[PASSAGE SHOWN]:
# Planting brome in the spring



## FarmerCline (Oct 12, 2011)

Due to the drought conditions last fall I was not able to get the smooth brome seed I ordered planted. This was going to be my first time planting/growing brome. My previous experiences of planting orchard grass in the spring have not been good.....lost the stand to a July drought. I'm just wondering how smooth brome will do when planted in the spring? The orchard grass I have planted in the spring has very few seed heads the first year.....my understanding is that it is like winter wheat and has to go through a period of cold weather to initiate heading. Will smooth brome head out when planted in the spring? How long does smooth brome take to germinate?


----------



## Teslan (Aug 20, 2011)

I think my spring is different then your spring. I have never planted any grasses in the fall. I had few orchard or brome head out last year when I planted in the spring. First cutting usually is the first of July here for spring planting orchard/brome. But then there usually is a weed presence so it makes first cutting happen a bit before ideally it should be cut.


----------



## FarmerCline (Oct 12, 2011)

Teslan said:


> I think my spring is different then your spring. I have never planted any grasses in the fall. I had few orchard or brome head out last year when I planted in the spring. First cutting usually is the first of July here for spring planting orchard/brome. But then there usually is a weed presence so it makes first cutting happen a bit before ideally it should be cut.


 Probably so. Here the ideal time to plant grasses is late September into early October so they have time to establish a root system over the winter to help survive the hot, dry spells in July and August. Both times I have planted orchard I the spring(March) it hasn't survived the summer in good condition and I was left with a thin stand. Keep in mind there is no irrigation here.


----------



## Teslan (Aug 20, 2011)

FarmerCline said:


> Probably so. Here the ideal time to plant grasses is late September into early October so they have time to establish a root system over the winter to help survive the hot, dry spells in July and August. Both times I have planted orchard I the spring(March) it hasn't survived the summer in good condition and I was left with a thin stand. Keep in mind there is no irrigation here.


Right. Planting in Sept here would be a waste of seed. It would die. One would have to plant in late July or early August with irrigation to make it through the winter. So one is pretty much limited to growing wheat before planting to even have a chance to plant in the late summer.


----------

[EXERCISES TO COMPLETE]:
**1.** In the brome planting thread, condense the paragraph beginning "Due to the drought conditions last fall" into a short bulleted list that keeps its main facts.
**2.** Using the brome planting thread, answer these:
(a) When does first cutting usually happen in Teslan's area for spring-planted orchard/brome?
(b) According to FarmerCline, what is the ideal time to plant grasses there?
(c) What does Teslan say would happen to grass planted in September in Teslan's area?
Answer from the brome planting thread alone.

A block of data
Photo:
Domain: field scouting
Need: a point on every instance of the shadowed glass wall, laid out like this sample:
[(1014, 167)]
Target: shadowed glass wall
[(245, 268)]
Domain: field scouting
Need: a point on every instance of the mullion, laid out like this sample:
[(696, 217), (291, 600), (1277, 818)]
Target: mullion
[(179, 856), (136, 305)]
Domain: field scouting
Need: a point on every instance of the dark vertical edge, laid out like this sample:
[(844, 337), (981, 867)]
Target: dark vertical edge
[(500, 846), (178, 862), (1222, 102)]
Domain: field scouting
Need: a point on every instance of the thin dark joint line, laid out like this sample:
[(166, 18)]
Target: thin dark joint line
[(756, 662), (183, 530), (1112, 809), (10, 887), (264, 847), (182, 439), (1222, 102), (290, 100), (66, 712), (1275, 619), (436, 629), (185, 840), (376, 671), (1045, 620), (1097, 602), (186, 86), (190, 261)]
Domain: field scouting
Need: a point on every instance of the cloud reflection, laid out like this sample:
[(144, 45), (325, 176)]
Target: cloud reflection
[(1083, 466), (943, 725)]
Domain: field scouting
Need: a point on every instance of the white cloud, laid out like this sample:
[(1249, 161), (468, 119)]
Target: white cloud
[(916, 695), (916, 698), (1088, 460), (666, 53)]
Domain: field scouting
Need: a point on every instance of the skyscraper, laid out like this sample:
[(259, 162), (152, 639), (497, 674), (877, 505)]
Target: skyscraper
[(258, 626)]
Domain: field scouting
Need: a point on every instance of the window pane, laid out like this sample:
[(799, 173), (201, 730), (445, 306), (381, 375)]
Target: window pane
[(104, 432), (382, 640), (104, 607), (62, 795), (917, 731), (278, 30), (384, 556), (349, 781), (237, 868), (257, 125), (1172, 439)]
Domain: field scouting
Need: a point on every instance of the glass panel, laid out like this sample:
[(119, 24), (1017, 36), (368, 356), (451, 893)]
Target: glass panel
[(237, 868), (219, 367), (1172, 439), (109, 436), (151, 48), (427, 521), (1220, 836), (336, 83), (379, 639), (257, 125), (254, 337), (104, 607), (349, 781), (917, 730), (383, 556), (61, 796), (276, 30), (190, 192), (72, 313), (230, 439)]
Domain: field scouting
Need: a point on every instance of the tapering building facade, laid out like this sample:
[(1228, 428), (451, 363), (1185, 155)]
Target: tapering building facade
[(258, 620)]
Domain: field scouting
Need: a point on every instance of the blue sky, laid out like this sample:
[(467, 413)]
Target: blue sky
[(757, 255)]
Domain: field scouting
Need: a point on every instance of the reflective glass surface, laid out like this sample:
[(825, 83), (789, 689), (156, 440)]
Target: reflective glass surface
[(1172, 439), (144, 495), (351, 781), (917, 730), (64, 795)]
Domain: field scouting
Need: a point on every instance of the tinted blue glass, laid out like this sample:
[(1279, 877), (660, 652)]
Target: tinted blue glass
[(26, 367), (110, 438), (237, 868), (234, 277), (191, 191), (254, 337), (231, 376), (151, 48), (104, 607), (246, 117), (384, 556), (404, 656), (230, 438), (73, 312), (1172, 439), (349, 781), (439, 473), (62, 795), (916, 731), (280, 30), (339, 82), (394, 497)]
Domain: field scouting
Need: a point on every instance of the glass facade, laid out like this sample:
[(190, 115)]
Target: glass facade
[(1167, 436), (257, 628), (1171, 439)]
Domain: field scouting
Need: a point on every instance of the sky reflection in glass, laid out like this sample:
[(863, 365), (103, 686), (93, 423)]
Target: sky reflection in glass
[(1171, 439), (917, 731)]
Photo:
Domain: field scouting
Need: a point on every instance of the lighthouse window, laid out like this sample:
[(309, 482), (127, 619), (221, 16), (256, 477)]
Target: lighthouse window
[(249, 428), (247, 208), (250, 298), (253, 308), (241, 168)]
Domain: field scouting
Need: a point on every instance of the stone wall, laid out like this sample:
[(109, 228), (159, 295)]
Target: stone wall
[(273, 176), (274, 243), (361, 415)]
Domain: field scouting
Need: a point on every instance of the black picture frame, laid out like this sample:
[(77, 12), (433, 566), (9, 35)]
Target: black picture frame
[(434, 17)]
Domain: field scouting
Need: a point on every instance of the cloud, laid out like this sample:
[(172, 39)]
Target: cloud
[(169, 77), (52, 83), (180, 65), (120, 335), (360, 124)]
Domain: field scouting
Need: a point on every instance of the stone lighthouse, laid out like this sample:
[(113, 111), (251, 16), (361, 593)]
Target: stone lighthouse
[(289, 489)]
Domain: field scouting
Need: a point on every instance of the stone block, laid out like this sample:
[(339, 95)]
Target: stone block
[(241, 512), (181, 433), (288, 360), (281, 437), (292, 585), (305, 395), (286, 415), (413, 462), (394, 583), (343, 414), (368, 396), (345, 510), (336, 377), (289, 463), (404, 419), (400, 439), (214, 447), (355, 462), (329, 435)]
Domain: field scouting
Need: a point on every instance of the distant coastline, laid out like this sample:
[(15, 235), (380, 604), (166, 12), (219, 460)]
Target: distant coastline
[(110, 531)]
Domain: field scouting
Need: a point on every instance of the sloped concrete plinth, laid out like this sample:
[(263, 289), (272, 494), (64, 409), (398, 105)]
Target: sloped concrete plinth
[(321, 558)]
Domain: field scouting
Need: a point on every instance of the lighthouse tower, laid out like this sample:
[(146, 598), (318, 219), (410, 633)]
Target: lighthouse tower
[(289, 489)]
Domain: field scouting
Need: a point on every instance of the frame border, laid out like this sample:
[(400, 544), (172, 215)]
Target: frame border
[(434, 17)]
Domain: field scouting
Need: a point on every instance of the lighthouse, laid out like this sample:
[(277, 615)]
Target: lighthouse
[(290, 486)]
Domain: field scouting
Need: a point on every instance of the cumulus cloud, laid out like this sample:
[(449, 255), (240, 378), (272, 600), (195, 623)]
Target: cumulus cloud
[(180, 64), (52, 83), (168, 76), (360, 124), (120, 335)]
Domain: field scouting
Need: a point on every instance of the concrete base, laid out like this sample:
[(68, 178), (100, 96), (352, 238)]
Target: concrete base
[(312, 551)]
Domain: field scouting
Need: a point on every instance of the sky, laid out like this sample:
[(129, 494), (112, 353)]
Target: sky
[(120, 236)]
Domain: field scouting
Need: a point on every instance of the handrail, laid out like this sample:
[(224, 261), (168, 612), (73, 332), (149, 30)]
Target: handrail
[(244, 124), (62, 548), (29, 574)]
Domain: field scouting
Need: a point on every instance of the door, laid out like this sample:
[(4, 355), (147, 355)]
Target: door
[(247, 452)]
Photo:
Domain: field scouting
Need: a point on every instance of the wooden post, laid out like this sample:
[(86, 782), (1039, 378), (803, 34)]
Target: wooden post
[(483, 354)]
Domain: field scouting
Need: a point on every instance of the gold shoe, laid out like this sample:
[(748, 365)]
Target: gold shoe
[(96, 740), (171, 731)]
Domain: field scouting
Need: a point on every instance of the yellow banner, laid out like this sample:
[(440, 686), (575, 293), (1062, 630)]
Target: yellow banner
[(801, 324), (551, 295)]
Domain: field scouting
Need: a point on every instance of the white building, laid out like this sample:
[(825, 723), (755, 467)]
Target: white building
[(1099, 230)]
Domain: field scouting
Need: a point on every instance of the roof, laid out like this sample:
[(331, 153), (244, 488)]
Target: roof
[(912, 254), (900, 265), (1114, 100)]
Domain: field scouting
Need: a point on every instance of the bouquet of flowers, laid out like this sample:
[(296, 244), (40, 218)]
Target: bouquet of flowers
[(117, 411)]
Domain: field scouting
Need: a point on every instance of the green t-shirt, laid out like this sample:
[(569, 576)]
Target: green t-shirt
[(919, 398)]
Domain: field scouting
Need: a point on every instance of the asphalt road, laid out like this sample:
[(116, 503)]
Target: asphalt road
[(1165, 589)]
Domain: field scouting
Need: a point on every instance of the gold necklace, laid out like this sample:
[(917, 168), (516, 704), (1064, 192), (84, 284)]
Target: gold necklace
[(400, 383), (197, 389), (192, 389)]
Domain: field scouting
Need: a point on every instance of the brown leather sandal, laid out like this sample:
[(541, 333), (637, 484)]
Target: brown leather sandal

[RESPONSES TO THE EXERCISE]:
**1.**
- Drought last fall kept the ordered smooth brome seed from being planted.
- It would have been the first time planting or growing brome.
- Spring-planted orchard grass has done poorly before, with the stand lost to a July drought.
- Spring-planted orchard grass had very few seed heads the first year, which is understood to be because, like winter wheat, it needs a period of cold weather to start heading.
- Questions raised: how smooth brome does when planted in spring, whether it will head out, and how long it takes to germinate.

**2.**
(a) Usually the first of July.
(b) Late September into early October.
(c) It would die, making it a waste of seed.